SHORT TASK 1 →
Answer these questions using the announcement about AUB Group's results:
(a) What Adjusted NPAT did AUB Group report for FY18?
(b) When does Mark Searles intend to step down as CEO and Managing Director?
(c) How large is the final dividend per share?

◇ ◇ ◇ ◇ ◇

AUB Group’s focused approach delivers strong growth

AUB Group Limited (ASX:AUB) has today announced a 10.3% increase in Adjusted Net Profit After Tax (Adjusted NPAT) to reach $44.6 million, up from $40.4 million in FY17. Drivers include growth across all operating areas and the strengthening of profit generation through diversification. The strong results stem directly from the successful execution of the Group’s long-term strategy.

The Group also announced today that CEO and Managing Director Mark Searles informed the Board of his intention to step down from his position in October 2019, following the completion of the FY19 financial year.

Discussing the results, AUB Group CEO and Managing Director Mark Searles said, “I am pleased to report another strong set of financial results from AUB Group. The Group continued to build on our strategic intent, ‘to be the leading provider of risk management advice and solutions to clients’ with each operating area growing and our corporate costs being well-managed. The Group’s results were driven primarily by organic growth. Focused execution of our strategy, including continued and increasing collaboration between our partners, and the rising premium rate environment, will further support the Group’s financial performance going forward.”

The company has declared a final dividend of 32.0 cents per share fully franked, bringing the dividend for FY18 to a total of 45.5 cents per share; an increase of 8.33% (FY17: 42.0 cps).

FY18 results summary:

  • — 10.3% increase in Adjusted NPAT to $44.6 million (FY17: $40.4 million), with growth across all operational areas. Adjusted earnings per share increased 10.3% to 69.8 cents.

◇ ◇ ◇ ◇ ◇

SHORT TASK 2 → Locate each line in the records that contains the string "Query", and copy those lines.

◇ ◇ ◇ ◇ ◇

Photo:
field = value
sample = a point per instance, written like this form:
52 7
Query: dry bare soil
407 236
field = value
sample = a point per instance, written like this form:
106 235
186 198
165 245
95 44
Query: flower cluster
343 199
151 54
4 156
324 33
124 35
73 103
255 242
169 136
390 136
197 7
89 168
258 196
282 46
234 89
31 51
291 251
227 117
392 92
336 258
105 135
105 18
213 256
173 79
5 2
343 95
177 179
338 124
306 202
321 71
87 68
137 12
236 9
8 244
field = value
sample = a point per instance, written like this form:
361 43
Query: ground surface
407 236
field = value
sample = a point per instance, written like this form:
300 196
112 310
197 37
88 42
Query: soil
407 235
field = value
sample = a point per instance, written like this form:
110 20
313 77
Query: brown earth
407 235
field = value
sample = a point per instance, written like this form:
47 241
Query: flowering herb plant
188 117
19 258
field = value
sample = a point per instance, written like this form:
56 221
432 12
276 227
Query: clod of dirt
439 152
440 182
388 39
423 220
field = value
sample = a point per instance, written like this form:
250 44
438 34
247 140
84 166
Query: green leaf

◇ ◇ ◇ ◇ ◇

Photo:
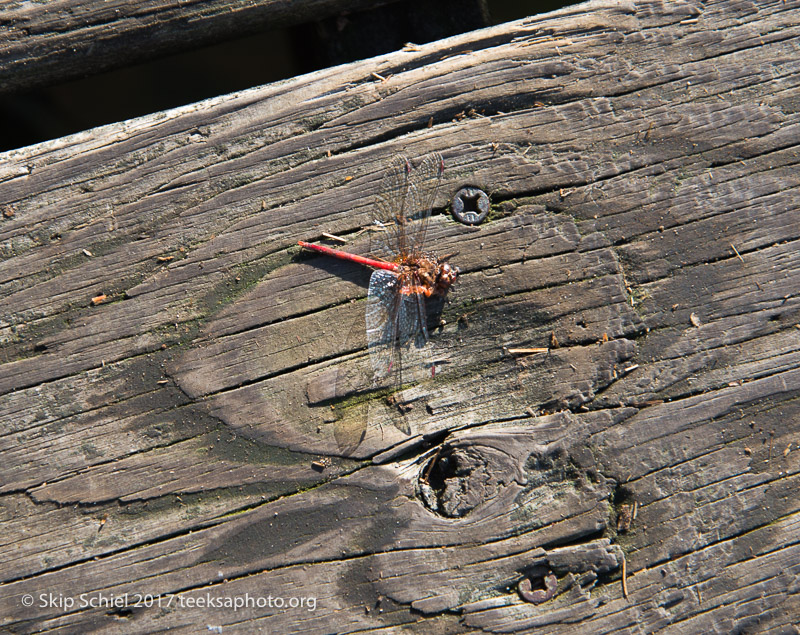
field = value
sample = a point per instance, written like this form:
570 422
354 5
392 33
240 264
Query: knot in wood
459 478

◇ ◇ ◇ ◇ ◇

TASK RESPONSE 1 →
(a) $44.6 million
(b) October 2019, after the FY19 financial year ends
(c) 32.0 cents per share, fully franked

TASK RESPONSE 2 →
Query: dry bare soil
Query: flower cluster
Query: ground surface
Query: soil
Query: brown earth
Query: flowering herb plant
Query: clod of dirt
Query: green leaf
Query: knot in wood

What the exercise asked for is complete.